PROVIDED RECORDS:
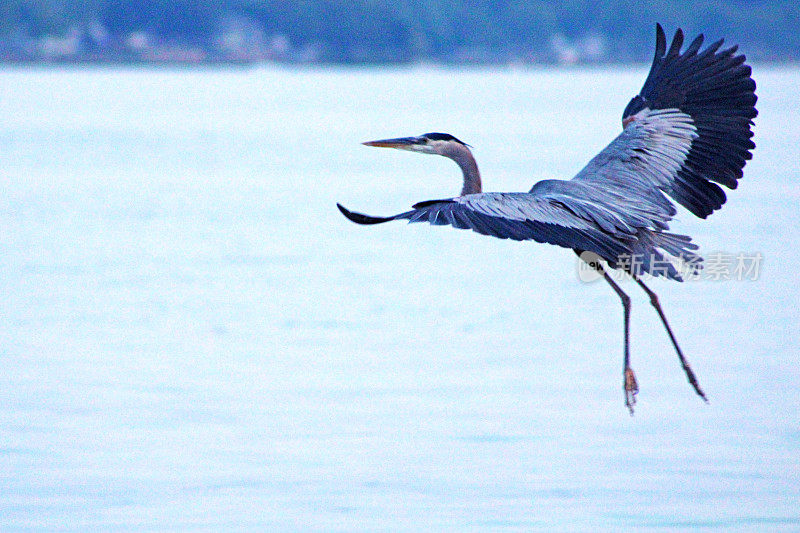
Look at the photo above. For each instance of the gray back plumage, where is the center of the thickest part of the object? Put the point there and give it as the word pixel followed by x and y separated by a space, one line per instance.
pixel 686 133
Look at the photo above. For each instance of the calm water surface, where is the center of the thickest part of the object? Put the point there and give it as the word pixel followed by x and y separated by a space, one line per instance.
pixel 192 337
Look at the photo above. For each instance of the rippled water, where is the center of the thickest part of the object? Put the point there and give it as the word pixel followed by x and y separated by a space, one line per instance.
pixel 192 337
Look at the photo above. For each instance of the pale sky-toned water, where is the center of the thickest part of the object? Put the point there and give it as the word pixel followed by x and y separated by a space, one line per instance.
pixel 192 337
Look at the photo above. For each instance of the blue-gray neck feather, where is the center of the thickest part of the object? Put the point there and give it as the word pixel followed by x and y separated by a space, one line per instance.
pixel 464 159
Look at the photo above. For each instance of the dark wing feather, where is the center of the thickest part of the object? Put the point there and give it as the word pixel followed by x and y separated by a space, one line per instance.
pixel 688 130
pixel 521 217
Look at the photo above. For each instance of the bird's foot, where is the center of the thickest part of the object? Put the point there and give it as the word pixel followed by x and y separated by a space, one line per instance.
pixel 631 389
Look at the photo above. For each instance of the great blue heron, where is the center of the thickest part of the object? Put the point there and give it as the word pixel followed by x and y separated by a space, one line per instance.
pixel 687 132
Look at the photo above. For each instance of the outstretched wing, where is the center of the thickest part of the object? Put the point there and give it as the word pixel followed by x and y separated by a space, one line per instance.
pixel 521 216
pixel 687 131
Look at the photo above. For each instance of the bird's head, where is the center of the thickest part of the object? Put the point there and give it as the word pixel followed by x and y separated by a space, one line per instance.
pixel 427 143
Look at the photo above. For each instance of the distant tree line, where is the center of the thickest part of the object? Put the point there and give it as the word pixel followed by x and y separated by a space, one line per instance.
pixel 375 31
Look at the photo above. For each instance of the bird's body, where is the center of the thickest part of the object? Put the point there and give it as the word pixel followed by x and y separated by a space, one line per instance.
pixel 687 132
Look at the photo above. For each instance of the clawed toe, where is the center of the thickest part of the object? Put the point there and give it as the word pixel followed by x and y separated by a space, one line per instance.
pixel 631 389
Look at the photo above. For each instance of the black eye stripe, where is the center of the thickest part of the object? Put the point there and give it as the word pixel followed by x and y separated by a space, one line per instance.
pixel 434 136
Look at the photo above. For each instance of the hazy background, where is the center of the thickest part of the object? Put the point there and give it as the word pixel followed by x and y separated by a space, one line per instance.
pixel 192 337
pixel 382 31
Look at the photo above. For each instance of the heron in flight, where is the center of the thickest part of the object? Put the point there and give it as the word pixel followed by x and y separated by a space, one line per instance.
pixel 686 133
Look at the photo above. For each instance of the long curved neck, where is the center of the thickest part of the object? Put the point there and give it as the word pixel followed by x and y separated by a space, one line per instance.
pixel 464 159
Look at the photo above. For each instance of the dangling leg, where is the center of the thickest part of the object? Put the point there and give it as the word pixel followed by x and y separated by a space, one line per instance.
pixel 629 382
pixel 686 368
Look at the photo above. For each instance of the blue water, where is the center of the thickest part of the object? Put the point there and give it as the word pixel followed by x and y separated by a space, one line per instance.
pixel 192 337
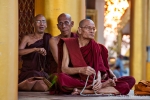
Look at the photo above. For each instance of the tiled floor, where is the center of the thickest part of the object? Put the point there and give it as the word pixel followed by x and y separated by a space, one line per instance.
pixel 46 96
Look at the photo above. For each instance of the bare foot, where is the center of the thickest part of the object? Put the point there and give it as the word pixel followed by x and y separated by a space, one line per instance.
pixel 75 91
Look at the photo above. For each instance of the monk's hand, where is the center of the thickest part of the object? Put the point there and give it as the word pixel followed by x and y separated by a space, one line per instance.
pixel 97 85
pixel 115 78
pixel 42 51
pixel 104 76
pixel 87 70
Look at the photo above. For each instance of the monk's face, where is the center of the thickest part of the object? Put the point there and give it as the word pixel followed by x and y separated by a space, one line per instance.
pixel 65 24
pixel 87 30
pixel 40 24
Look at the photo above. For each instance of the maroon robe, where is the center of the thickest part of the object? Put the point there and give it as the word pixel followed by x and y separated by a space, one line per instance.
pixel 34 62
pixel 52 62
pixel 94 55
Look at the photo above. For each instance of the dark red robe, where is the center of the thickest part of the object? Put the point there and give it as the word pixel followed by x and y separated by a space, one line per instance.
pixel 52 62
pixel 33 62
pixel 94 55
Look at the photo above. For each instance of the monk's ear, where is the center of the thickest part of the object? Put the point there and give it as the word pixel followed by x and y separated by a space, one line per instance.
pixel 79 30
pixel 72 23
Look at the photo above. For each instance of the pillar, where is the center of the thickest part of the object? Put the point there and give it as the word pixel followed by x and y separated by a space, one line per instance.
pixel 51 9
pixel 8 49
pixel 138 41
pixel 147 12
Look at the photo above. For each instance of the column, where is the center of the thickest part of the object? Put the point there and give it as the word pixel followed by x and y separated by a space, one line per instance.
pixel 9 50
pixel 51 9
pixel 147 12
pixel 138 41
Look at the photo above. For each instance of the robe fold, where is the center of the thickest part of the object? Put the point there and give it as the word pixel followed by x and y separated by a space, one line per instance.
pixel 34 62
pixel 52 62
pixel 94 55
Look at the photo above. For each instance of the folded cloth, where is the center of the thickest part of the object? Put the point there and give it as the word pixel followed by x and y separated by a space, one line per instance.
pixel 142 88
pixel 39 84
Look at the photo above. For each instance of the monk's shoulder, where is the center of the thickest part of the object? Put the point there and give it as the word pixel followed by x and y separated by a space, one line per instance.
pixel 103 48
pixel 26 37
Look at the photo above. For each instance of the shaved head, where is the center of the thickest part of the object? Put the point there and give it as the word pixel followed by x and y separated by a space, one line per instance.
pixel 82 22
pixel 64 15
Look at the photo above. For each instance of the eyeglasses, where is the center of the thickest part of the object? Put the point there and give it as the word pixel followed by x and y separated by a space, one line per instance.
pixel 88 28
pixel 40 21
pixel 66 23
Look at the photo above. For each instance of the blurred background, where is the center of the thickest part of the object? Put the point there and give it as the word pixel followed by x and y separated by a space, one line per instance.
pixel 122 26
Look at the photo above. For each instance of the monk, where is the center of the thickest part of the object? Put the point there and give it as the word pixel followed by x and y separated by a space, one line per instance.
pixel 82 58
pixel 34 49
pixel 64 25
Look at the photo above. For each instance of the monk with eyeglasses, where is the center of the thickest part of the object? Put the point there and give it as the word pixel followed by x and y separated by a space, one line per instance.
pixel 65 25
pixel 83 59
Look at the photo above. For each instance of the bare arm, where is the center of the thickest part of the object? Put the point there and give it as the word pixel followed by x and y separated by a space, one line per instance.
pixel 87 70
pixel 54 49
pixel 113 76
pixel 23 51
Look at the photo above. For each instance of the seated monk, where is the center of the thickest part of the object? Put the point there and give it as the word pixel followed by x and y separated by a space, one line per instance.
pixel 34 51
pixel 64 25
pixel 84 57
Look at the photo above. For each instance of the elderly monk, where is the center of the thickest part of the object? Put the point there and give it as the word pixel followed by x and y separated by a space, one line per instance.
pixel 84 57
pixel 34 51
pixel 64 25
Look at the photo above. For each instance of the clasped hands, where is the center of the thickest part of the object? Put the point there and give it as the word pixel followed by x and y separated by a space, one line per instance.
pixel 97 85
pixel 42 51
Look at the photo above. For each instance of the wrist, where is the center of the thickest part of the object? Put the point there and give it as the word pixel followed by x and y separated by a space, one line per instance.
pixel 35 49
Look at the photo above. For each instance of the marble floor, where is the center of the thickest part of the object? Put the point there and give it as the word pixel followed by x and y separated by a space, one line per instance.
pixel 47 96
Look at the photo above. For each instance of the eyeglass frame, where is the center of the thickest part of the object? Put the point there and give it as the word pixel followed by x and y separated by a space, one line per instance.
pixel 66 23
pixel 89 28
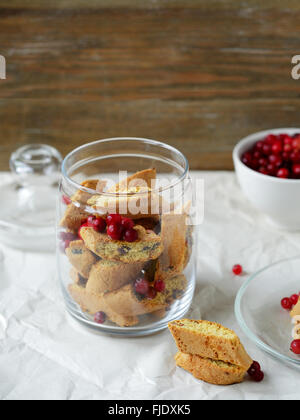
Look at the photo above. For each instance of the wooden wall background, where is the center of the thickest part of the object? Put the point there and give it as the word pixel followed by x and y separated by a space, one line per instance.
pixel 198 74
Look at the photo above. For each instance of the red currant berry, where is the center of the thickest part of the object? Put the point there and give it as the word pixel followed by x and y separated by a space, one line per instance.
pixel 159 286
pixel 263 170
pixel 66 200
pixel 64 245
pixel 237 269
pixel 266 149
pixel 270 139
pixel 295 346
pixel 258 376
pixel 67 236
pixel 127 223
pixel 130 235
pixel 282 173
pixel 90 221
pixel 286 303
pixel 151 293
pixel 82 226
pixel 296 143
pixel 100 317
pixel 294 299
pixel 115 231
pixel 277 147
pixel 295 157
pixel 247 159
pixel 141 286
pixel 99 224
pixel 259 146
pixel 271 169
pixel 287 148
pixel 286 139
pixel 113 218
pixel 296 169
pixel 263 161
pixel 255 367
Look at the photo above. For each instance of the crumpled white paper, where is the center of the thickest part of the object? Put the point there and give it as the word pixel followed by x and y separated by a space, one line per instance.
pixel 44 354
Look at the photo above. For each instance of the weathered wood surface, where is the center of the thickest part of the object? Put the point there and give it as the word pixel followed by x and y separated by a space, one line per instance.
pixel 196 74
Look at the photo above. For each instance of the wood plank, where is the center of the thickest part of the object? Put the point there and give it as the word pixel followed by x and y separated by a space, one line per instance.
pixel 196 74
pixel 205 131
pixel 142 54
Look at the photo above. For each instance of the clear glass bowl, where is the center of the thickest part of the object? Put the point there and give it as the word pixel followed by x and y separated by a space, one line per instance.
pixel 259 312
pixel 135 287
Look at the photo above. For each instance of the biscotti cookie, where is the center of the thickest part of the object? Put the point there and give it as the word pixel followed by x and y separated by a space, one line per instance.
pixel 212 371
pixel 147 247
pixel 296 310
pixel 173 236
pixel 134 197
pixel 126 302
pixel 138 202
pixel 106 276
pixel 75 213
pixel 80 257
pixel 78 278
pixel 209 340
pixel 93 303
pixel 143 178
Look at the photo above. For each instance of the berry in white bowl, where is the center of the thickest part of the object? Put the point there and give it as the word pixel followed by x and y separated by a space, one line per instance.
pixel 267 165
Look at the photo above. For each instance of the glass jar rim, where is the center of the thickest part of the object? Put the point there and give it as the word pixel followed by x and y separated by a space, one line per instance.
pixel 165 146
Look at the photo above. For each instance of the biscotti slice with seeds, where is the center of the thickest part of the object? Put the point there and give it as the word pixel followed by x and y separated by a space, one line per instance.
pixel 144 178
pixel 173 236
pixel 126 302
pixel 147 247
pixel 296 309
pixel 106 276
pixel 133 197
pixel 93 303
pixel 209 340
pixel 75 213
pixel 80 257
pixel 212 371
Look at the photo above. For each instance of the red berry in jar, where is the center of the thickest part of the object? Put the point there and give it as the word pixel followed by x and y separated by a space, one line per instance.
pixel 90 221
pixel 254 368
pixel 99 224
pixel 100 317
pixel 130 235
pixel 141 286
pixel 258 376
pixel 295 347
pixel 127 223
pixel 113 218
pixel 159 286
pixel 296 143
pixel 151 293
pixel 66 200
pixel 115 231
pixel 294 299
pixel 82 226
pixel 296 170
pixel 237 269
pixel 286 303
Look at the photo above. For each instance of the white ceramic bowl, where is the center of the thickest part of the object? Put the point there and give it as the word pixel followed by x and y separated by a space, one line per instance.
pixel 278 198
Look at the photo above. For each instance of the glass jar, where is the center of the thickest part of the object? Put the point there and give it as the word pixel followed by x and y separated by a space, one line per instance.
pixel 125 237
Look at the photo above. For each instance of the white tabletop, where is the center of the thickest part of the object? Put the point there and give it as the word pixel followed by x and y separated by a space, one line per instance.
pixel 46 355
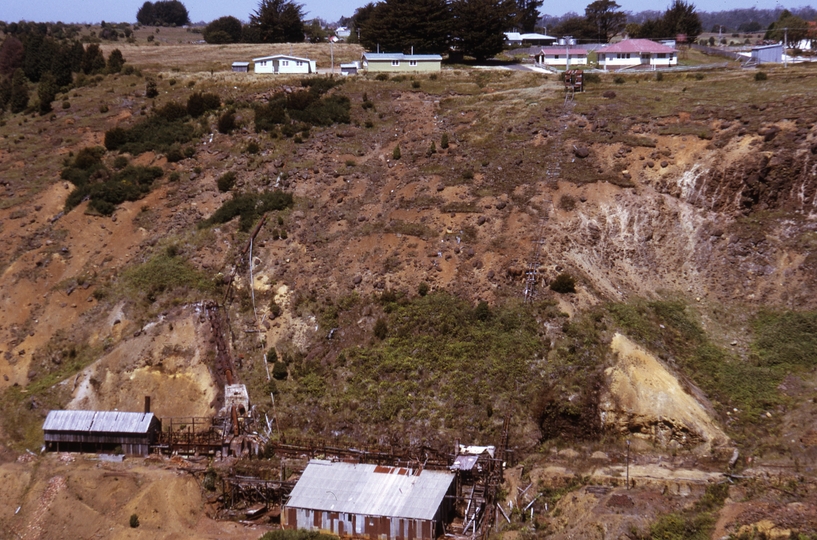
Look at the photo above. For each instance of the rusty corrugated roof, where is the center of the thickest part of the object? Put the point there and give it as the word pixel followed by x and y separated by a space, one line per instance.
pixel 370 490
pixel 98 421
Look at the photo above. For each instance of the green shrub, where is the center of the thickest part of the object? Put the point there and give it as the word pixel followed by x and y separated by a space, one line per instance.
pixel 154 133
pixel 174 154
pixel 151 91
pixel 567 202
pixel 165 271
pixel 279 371
pixel 381 329
pixel 199 103
pixel 130 184
pixel 249 207
pixel 226 182
pixel 226 122
pixel 297 535
pixel 171 111
pixel 564 283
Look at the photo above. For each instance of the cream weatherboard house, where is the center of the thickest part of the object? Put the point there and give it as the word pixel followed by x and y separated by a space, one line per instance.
pixel 401 63
pixel 282 63
pixel 637 52
pixel 561 56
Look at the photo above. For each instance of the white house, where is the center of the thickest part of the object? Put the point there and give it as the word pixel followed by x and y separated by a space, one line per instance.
pixel 561 56
pixel 635 52
pixel 283 63
pixel 399 62
pixel 516 38
pixel 343 32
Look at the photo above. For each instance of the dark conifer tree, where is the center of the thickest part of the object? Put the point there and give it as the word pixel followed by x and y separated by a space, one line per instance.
pixel 277 21
pixel 19 92
pixel 479 25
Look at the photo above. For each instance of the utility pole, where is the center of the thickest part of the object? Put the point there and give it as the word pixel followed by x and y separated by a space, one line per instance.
pixel 628 463
pixel 785 47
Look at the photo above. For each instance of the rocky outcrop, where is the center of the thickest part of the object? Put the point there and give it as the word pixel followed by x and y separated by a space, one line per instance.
pixel 644 399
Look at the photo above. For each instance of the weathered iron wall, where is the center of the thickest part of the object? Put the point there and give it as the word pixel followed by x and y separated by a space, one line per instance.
pixel 357 525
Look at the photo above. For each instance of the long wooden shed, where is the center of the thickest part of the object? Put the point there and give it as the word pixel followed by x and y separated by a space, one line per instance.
pixel 101 431
pixel 370 501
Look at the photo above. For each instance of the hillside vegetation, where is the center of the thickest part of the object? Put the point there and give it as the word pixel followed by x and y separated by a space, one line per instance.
pixel 384 290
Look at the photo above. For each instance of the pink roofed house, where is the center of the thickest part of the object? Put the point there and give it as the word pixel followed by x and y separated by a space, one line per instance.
pixel 635 52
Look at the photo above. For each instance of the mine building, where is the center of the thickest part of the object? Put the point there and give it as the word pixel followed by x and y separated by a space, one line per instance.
pixel 130 433
pixel 370 501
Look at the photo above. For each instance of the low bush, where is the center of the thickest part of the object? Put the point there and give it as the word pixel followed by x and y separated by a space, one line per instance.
pixel 226 182
pixel 105 191
pixel 226 122
pixel 165 271
pixel 279 371
pixel 171 111
pixel 154 133
pixel 307 107
pixel 297 535
pixel 199 103
pixel 249 207
pixel 564 283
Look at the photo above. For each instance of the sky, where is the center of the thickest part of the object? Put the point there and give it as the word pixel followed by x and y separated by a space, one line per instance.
pixel 94 11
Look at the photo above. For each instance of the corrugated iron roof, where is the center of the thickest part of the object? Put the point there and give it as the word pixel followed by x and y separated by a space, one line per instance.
pixel 637 46
pixel 281 56
pixel 564 51
pixel 370 490
pixel 401 56
pixel 464 463
pixel 98 421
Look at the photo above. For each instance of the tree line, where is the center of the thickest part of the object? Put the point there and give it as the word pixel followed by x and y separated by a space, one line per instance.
pixel 32 53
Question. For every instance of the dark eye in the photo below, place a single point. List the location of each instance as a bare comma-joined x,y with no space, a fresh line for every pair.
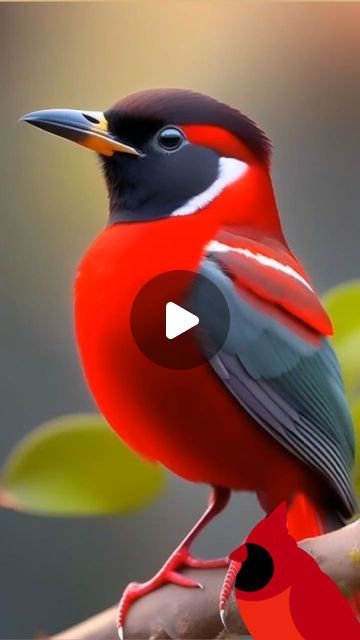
170,138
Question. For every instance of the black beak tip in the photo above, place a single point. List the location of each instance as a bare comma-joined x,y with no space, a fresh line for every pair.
28,117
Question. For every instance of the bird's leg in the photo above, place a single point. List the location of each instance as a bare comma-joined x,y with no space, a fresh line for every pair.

PROMPT:
Leaving the pictures aside, write out only the lines from the one containing "Question. For every instance of the dark" through the end of the material, exactly as they stand.

RESULT:
Question. For every instance of the dark eye in the photo below, place a single point. List the location of each instance as a bare comma-joined x,y with no space, a fresh line for every pair.
170,138
Question. For every instance of the black beak tip in the photo above, place a single point. List the location of each instance as a bare comma-joined x,y with no space, a fresh line for every pair.
28,117
Question. For every instance of the bird's leg in the photo above, place a single point. List the location of each instance as a bare comma-joined x,y with no space, a fresh line for every pair.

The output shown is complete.